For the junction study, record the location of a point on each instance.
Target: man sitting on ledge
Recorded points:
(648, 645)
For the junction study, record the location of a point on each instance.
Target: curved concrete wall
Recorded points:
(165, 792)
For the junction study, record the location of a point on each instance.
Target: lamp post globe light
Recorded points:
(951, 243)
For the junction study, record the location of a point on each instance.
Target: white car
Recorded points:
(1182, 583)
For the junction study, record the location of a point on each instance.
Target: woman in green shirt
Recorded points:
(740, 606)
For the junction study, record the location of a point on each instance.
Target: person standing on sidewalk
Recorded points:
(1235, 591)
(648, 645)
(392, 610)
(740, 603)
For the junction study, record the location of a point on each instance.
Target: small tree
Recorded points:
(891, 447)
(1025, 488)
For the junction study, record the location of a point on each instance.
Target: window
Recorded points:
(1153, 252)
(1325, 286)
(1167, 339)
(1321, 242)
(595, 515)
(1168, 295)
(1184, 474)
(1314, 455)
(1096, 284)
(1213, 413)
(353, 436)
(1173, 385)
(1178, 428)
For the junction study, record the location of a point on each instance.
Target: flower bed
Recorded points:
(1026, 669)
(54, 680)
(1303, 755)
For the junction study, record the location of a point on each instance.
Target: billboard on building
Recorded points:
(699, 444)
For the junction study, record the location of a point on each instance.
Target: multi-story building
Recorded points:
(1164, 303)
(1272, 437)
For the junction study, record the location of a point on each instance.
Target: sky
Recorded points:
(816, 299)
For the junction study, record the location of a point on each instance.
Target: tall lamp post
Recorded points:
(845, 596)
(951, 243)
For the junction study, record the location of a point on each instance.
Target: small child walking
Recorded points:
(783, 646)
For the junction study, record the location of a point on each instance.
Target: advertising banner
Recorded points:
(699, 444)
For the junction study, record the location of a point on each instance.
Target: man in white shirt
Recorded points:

++++++++

*Written exercise*:
In the stretch from the start of the items through the line that contains "(1182, 583)", change every "Target" to "Subject" and reproduce those lines with nothing else altered.

*Complete response*:
For the junction study, record the location of a point on each instance.
Subject: man sitting on ledge
Recorded points:
(648, 645)
For the junction study, record the location of a point on each instance.
Subject: curved concrete wall
Recorded points:
(165, 792)
For the junction study, record the location of a point on each instance.
Subject: lamp post globe light
Recorded points:
(951, 243)
For the junction study, record the location of a point on each instance.
Subject: white car
Recorded points:
(1182, 583)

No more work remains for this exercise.